_EXERCISE DIRECTIONS:_
Your task is to write out exactly the lines from the line containing "Thanks for the photo. Could you please mark the bird's wing" through the end of the records, inclusive at both ends.

_MATERIAL TO PROCESS:_
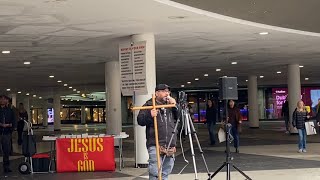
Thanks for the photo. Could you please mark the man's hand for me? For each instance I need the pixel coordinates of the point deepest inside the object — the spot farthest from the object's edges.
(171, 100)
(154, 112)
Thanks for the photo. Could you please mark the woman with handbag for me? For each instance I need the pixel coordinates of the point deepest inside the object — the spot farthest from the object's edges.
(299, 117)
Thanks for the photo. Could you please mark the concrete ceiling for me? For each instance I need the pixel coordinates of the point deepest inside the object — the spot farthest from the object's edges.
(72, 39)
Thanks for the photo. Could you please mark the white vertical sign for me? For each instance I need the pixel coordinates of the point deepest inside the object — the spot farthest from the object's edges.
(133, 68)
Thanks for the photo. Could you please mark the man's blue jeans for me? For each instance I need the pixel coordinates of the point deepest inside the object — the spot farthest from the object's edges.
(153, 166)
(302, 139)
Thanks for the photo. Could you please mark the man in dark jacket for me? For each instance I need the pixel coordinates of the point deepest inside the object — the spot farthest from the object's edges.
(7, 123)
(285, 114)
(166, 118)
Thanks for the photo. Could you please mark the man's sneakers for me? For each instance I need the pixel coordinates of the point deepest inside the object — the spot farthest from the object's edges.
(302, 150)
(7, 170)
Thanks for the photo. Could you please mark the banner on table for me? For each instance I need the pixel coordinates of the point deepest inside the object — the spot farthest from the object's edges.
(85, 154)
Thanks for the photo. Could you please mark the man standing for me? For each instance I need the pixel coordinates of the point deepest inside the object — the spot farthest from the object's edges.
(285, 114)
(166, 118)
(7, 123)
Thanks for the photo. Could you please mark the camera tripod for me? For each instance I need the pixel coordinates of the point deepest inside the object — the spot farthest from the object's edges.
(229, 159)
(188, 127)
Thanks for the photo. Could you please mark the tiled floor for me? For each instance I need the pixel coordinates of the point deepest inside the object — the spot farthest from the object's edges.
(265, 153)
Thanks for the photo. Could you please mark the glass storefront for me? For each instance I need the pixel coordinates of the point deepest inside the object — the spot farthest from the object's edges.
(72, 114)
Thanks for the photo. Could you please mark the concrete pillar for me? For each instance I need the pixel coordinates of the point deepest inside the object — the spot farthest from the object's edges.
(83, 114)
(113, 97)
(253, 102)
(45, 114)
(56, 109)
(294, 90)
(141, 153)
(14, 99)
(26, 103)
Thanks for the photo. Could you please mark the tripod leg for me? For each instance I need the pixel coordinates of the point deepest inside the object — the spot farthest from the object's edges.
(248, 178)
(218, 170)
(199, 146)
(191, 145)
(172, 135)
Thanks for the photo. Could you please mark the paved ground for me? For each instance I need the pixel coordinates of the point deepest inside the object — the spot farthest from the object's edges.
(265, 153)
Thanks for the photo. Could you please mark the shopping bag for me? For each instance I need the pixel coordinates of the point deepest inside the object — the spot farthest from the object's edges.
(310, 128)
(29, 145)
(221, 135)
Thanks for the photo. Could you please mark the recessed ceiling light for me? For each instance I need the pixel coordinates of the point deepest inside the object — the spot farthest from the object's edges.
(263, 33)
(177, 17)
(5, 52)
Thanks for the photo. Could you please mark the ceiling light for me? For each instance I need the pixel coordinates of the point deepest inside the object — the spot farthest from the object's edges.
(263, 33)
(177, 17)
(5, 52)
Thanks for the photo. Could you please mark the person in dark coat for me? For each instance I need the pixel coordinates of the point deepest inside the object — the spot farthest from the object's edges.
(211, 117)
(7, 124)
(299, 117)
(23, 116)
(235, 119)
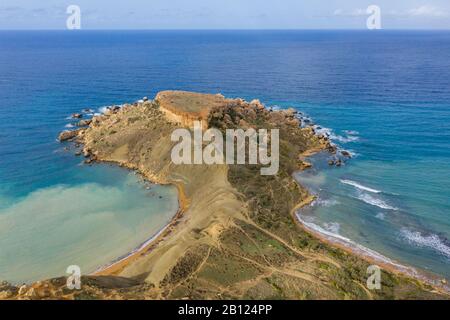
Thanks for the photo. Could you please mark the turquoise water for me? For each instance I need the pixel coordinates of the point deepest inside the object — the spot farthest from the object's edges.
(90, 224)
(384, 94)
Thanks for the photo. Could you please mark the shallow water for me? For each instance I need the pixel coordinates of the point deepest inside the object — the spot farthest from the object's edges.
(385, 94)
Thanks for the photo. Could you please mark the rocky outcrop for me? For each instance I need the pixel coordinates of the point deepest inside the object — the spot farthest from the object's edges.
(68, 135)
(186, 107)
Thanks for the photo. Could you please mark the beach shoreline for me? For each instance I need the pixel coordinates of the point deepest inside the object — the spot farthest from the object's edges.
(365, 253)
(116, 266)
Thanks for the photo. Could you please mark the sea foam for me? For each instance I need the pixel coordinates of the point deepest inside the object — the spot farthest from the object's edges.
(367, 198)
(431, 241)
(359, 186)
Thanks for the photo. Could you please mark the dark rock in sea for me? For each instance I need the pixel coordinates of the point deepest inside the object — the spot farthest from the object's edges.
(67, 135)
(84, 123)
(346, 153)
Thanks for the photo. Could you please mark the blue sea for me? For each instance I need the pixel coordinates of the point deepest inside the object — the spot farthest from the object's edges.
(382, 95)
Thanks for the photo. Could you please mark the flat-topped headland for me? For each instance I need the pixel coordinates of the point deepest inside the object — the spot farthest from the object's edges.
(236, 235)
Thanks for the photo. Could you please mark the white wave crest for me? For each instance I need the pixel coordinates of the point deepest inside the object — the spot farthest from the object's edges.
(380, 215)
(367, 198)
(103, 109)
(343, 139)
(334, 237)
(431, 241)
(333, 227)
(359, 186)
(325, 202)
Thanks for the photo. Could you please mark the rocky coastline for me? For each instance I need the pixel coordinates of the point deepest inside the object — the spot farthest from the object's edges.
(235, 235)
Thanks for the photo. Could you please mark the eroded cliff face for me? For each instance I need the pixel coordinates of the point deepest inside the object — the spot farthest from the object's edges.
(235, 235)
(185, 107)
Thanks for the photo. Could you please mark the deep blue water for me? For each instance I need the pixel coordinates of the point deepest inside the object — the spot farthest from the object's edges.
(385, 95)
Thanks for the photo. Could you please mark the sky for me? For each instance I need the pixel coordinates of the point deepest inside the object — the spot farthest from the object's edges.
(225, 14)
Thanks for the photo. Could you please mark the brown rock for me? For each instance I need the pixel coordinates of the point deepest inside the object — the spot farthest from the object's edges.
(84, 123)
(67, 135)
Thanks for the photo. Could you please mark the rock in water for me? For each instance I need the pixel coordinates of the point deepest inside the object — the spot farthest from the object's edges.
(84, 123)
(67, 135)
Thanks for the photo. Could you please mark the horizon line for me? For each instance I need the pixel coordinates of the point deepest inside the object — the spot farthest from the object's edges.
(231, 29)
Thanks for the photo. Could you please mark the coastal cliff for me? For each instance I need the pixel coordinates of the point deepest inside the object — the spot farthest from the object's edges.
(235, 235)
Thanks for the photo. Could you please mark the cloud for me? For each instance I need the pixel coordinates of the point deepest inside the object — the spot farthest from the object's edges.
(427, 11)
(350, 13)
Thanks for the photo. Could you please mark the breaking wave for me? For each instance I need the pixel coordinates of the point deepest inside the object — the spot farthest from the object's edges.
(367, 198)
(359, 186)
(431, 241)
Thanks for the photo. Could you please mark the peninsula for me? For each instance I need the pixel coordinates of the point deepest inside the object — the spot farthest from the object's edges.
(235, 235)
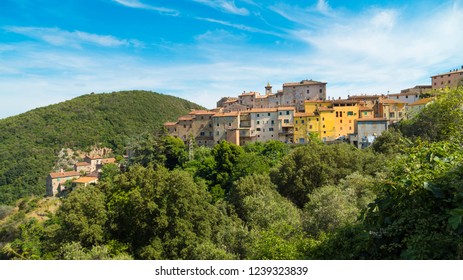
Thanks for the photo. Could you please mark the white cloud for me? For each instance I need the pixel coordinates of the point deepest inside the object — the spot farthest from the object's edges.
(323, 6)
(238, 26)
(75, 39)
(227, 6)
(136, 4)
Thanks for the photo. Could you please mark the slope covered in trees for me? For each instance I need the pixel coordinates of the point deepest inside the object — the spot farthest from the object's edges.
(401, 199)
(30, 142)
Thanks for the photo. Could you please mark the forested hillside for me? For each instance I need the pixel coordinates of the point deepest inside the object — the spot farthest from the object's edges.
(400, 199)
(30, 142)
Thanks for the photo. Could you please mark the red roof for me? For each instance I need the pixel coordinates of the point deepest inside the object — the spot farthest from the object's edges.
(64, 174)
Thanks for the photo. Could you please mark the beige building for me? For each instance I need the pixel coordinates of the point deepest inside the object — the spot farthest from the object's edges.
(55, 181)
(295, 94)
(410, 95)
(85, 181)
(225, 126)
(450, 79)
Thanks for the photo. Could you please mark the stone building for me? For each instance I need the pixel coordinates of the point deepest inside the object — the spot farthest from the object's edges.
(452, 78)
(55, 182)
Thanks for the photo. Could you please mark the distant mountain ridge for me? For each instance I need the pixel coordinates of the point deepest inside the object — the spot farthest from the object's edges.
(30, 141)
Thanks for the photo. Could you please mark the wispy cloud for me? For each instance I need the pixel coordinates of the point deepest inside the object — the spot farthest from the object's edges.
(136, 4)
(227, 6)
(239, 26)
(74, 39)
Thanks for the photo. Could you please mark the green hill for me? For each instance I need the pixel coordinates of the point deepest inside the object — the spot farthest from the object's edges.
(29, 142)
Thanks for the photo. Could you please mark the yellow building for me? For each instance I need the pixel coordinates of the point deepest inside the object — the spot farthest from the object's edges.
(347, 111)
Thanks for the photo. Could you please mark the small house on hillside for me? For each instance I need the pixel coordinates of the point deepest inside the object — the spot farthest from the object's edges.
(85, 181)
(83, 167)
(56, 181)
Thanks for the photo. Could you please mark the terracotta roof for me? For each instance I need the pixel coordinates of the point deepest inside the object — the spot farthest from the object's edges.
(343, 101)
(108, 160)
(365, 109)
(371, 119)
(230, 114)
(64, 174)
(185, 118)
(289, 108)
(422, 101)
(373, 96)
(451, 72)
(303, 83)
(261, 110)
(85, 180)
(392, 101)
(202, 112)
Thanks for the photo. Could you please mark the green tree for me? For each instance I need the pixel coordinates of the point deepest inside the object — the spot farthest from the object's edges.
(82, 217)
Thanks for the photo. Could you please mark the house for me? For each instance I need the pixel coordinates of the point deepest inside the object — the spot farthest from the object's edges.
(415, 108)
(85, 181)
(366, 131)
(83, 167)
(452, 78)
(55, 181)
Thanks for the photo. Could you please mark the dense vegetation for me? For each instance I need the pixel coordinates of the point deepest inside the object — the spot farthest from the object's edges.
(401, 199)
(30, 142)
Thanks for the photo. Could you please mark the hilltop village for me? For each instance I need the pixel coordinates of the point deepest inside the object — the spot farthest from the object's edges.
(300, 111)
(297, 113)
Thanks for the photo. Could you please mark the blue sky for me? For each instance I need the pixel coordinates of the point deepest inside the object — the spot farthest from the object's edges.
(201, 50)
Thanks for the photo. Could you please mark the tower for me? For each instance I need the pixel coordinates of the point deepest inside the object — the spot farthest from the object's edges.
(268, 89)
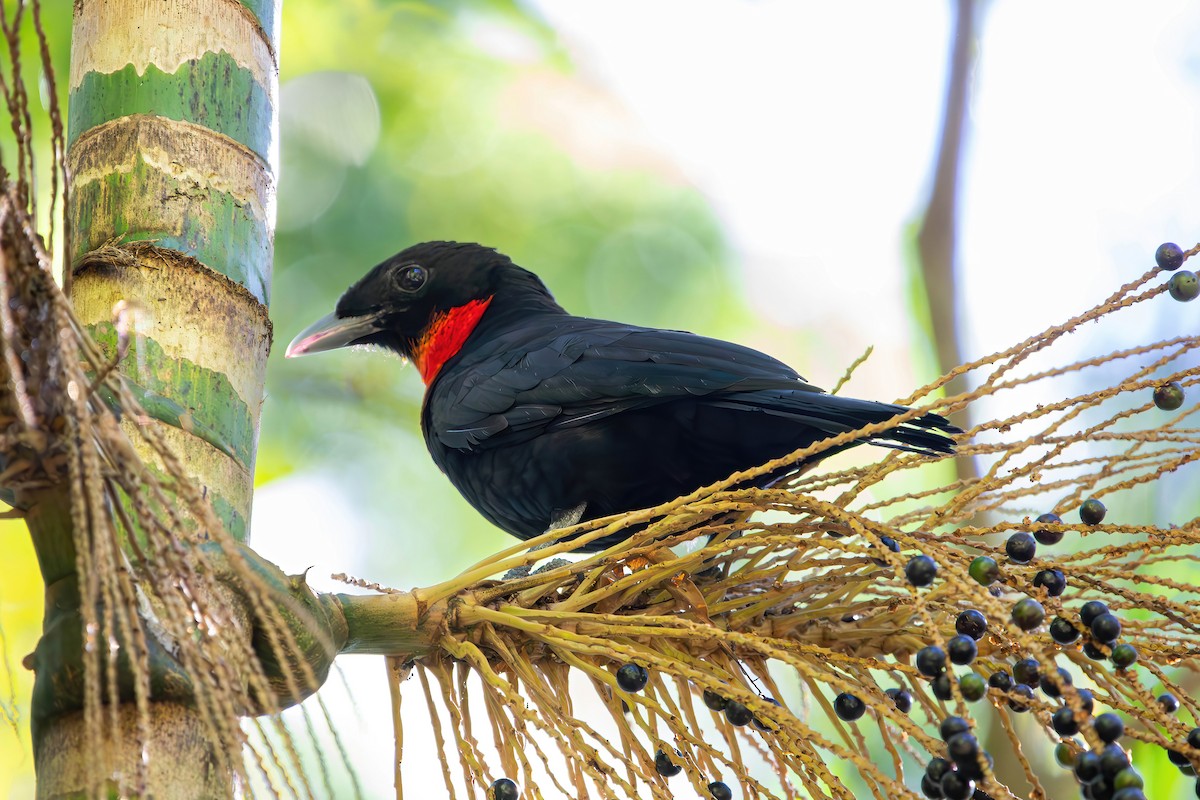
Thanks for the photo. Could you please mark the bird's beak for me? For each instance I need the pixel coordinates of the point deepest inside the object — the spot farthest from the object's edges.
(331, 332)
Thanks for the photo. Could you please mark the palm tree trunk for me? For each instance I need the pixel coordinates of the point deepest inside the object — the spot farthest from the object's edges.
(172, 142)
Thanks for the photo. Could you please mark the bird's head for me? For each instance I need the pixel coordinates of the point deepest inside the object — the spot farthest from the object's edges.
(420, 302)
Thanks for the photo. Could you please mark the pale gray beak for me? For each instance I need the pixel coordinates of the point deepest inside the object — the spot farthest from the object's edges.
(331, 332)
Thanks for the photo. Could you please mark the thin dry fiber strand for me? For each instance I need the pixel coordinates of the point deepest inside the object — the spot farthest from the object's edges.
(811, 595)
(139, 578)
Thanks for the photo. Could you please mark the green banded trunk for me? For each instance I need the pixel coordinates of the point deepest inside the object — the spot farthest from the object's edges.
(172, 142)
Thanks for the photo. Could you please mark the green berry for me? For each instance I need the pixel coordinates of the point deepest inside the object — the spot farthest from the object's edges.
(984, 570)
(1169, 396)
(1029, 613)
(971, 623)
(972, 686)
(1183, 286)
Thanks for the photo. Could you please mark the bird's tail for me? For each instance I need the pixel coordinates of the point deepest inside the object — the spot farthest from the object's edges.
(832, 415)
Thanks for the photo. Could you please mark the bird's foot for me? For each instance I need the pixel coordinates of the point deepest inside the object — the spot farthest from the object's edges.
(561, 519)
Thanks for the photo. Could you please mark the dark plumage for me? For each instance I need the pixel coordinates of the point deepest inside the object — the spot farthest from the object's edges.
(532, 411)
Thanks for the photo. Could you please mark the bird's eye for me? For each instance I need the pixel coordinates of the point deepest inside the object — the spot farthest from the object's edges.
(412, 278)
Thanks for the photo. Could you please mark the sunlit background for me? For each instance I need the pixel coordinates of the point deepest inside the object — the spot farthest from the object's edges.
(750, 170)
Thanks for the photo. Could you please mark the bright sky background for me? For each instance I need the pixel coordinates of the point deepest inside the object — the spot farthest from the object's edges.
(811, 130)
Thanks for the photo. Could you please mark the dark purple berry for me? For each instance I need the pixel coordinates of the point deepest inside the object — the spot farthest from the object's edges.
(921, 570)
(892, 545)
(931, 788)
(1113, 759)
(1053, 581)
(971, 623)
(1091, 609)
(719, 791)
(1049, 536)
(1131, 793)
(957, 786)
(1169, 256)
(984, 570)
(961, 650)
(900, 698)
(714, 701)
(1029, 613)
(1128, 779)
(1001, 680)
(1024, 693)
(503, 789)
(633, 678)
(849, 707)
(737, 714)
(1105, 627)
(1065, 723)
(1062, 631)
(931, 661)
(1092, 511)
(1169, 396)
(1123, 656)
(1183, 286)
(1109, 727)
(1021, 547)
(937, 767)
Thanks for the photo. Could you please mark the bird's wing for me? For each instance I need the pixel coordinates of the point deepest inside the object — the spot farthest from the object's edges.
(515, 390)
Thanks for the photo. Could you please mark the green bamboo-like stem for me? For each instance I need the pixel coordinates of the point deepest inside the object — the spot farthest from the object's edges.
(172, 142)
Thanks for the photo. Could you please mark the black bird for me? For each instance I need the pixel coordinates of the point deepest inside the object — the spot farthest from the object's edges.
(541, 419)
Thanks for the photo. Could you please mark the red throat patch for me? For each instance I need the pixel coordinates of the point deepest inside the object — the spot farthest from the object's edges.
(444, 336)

_EXERCISE RESPONSE:_
Thanks for the photo. Could you please mark the bird's wing for me? For each instance I need the pixel coordinates of the point deepest inside the object — the spot farthest from the object's edges.
(515, 390)
Thanks for the photo. Could you please mark the green bamboo-like stem for me? For each instance I need the pixel coordinates of the point deepest inside the object — the spot farthest from the object's edges.
(172, 142)
Thanks for the photo. Could you please mark the black bird for me? For each instance I need the pixel coordinates of the point deepest inside the object — the spot farthest from the object's edges.
(541, 419)
Thanks for the photo. Could you please mark the red throat patch for me? For each instance I need the pixel coordinates of the point deepest inside the object — the spot farthest from the object's edges.
(444, 336)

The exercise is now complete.